#### [WHAT YOU WILL DO]
1. According to the caregiving text, roughly how many Americans are considered caregivers in some capacity?
2. Pick up the caregiving text after its final sentence and carry it forward.

#### [DOCUMENT TEXT]
__________

Seniors are often faced with the prospects of living alone. Their children have moved out and are raising their own families. Aside from the psychological effect of having been left behind by loved ones, they also struggle to cope with running errands and activities of daily living.
That is not always the case. Many seniors are being cared for by caregivers on a day-to-day or part-time basis. Approximately 40-60 million Americans are considered caregivers to some capacity. A caregiver may be a family member, neighbor, or paid home care workers. They see to it that seniors get to take their medicines on time, monitor their blood pressure and perform other related things to assist seniors in everyday activities.
Caregivers are mostly compassionate people who are willing to devote their time and resources. Unfortunately, they are also subjected to enormous stress while doing their job. They often have a lot to think about and are prone to negative experiences such as:
• Fatigue and exhaustion
• Social Isolation
• Anger towards elder and self
• Sadness and grief
• Lack of control
• Frustration over lack of knowledge of elder’s condition
• Guilt for not doing enough
• Own negative views about death and dying
• Pressure in balancing family demands
• Caregiver burnout
All caregivers are confronted by some or all of these emotions regularly. Caring for older people is really stressful. It can be quite severe that elder abuse or neglect cases can happen. While there is never an excuse for abusing anyone, we can understand some of the factors that can lead to it.
However, caregiving can also be a very rewarding experience. The bond that is formed between the caregiver and the elder is often cited as fulfilling enough to stay on the job. If we can just try to address the negative stressors, then caregivers can do a much better job in caring for the elderly. How can caregivers ease some of the difficulties? Here are some ways.
Look after yourself
Perhaps the foremost consideration for a caregiver is learning how to take care of themselves. How can you render effective care if you have not paid attention to your own health? Eat a healthy diet, sleep well and engage in regular exercise. Leading a healthy lifestyle can lessen your fatigue. You will have much more energy caring for your elder. Pay attention to your mental and spiritual health too. Bringing a positive attitude to work and fostering a caring disposition based on faith can have a dramatic impact on your work as a caregiver.

__________

#### [DATA SECTION]

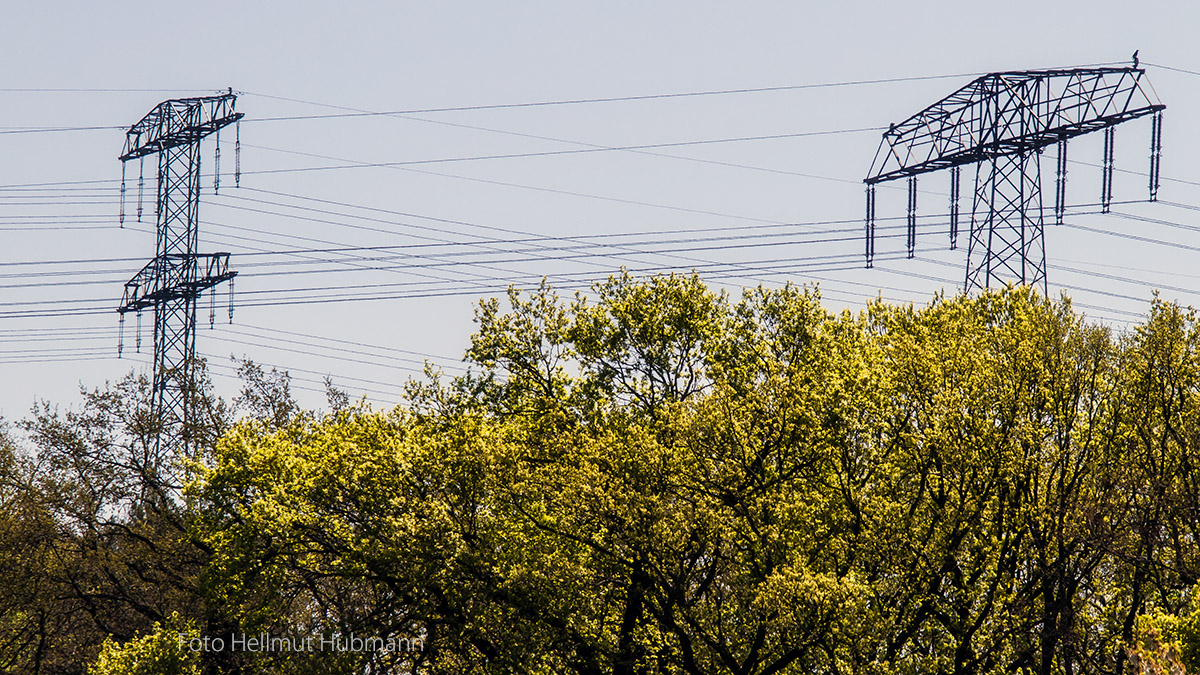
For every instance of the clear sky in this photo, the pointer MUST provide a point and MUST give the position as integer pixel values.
(748, 211)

__________

#### [RESPONSES FOR EACH TASK]
1. Approximately 40-60 million Americans.

2.
Give yourself frequent breaks
When caring for old people with chronic and debilitating conditions, fatigue and burnout can set in quickly. Sometimes you need to step back and relieve some stress. Taking a vacation can rejuvenate you. Schedule some relaxation time and pamper yourself on a spa. Go out with friends on a Friday night, watch a movie, or take that hiking trip you have always planned on doing. Take up a new hobby or whatever suits your fancy. Doing other things can replace the doom and gloom of your work conditions with happy memories.
Seek help if needed
If you absolutely need to do something important, ask a favor from another family member or friend to take over for you. You can also tap community resources that cater to seniors to send some temporary caregivers to drop by and check the elder. Home health care services are also available from local facilities. The National Family Caregiver Support Program and elderly support agencies at the state level provides plenty of help. These include not only temporary home care workers but also education and training for caregivers, as well as giving assistive devices, home modifications and transportation services.
Communicate with the family
Sometimes, family members would rather leave all the decision-making to a lone caregiver. Life is hectic and they all seem to be so busy. However, the ideal approach is to communicate with one another regarding expectations and decisions of care. Meeting regularly and getting the input of everyone is always the best approach. The burden to care for an elderly loved one is too much to bear for a single person. Everybody’s participation will help ease that burden and will result to better outcomes. Caring for a loved one is ultimately everyone’s responsibility.
Caregiving exacts a heavy toll physically, emotionally, financially and psychologically. As a caregiver, it is important to recognize that you need to take care of yourself, seek help, and engage as many people to help as possible.
The elderly population of 65 years old and above is estimated to quadruple in the next thirty years. More caregivers are needed to take care of them in the future. Take pride in what you are doing and remember that your job is all about love and compassion. You deserve all the respect that you receive.